* PAGE:
This is currently my sum total documentation on the AMF format, and
until I find some binary AMF data to test with, it'll be hard to know
if I've got this initial reverse engineering project working
correctly. 

Anyone that gets the urge is welcome to split this library off from
Gnash and make it be a standalone development reesource. There don't
appear to be any GPL'd AMF tools out there that I could find non
WinDoze systems.

===========================================================

All of this info came from OSFlash:
http://osflash.org/amf


 AMF has core data types that are there every step of the way for
serializing data. These should not be confused with the AMF
actionscript data types. The core data types include:

    * Byte
    * Int
    * MediumInt
    * Long
    * Double
    * UTF8
    * LongUTF8

An AMF Byte is the simplest data type to read and write. It is simply
an 8-bit byte.

An AMF Int is made up of 2 consecutive bytes. It represents a 16-bit
number. The first byte in the file/stream is the most significant bit
and the second byte in the file/stream is the LSB.

* DATASET EXCERPTS:
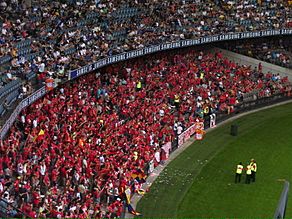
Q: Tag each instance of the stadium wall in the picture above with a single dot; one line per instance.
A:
(137, 53)
(254, 63)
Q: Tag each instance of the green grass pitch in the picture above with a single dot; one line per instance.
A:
(200, 182)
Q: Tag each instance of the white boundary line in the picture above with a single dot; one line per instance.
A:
(153, 176)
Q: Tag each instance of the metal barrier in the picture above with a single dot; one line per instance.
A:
(281, 209)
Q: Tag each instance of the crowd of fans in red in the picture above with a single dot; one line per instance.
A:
(277, 51)
(66, 34)
(84, 140)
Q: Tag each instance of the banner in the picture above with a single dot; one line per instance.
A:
(24, 103)
(173, 45)
(140, 52)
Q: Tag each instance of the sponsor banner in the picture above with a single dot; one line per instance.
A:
(140, 52)
(173, 45)
(151, 167)
(24, 103)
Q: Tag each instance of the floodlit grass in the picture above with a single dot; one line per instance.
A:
(200, 182)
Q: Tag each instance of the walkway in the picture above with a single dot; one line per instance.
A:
(152, 177)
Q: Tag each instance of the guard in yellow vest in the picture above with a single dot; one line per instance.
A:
(253, 165)
(139, 85)
(238, 172)
(248, 174)
(176, 101)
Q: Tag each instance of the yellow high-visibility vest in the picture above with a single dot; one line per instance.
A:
(239, 169)
(206, 110)
(248, 171)
(254, 167)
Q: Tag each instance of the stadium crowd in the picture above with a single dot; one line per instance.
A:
(74, 152)
(276, 51)
(52, 38)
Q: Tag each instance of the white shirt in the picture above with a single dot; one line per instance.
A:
(43, 169)
(179, 130)
(35, 123)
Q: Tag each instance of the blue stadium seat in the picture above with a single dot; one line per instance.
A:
(5, 59)
(2, 110)
(31, 75)
(12, 97)
(11, 86)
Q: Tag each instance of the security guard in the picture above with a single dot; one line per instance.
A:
(176, 101)
(253, 165)
(238, 172)
(139, 86)
(248, 174)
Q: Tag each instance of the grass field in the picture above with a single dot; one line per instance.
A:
(200, 182)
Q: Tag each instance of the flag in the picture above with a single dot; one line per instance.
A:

* TASK PROMPT: Reproduce the AMF notes starting at "Anyone that gets" and ending at "WinDoze systems.", and switch "library" to "package" in that passage.

* TASK OUTPUT:
Anyone that gets the urge is welcome to split this package off from
Gnash and make it be a standalone development reesource. There don't
appear to be any GPL'd AMF tools out there that I could find non
WinDoze systems.